> Instructions for the task:
Reproduce the listing below, substituting "oven door handle" for "refrigerator handle" and leaving everything else as it stands.

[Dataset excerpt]
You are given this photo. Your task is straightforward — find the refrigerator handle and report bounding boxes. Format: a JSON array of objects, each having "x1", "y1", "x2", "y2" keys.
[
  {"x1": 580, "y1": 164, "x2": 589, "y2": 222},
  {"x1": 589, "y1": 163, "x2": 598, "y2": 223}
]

> Task result:
You are given this photo. Your task is straightforward — find the oven door handle and report bounding boxes. Format: a JSON array of objects, each having "x1", "y1", "x2", "y2" keys.
[
  {"x1": 580, "y1": 164, "x2": 589, "y2": 222},
  {"x1": 589, "y1": 163, "x2": 598, "y2": 223}
]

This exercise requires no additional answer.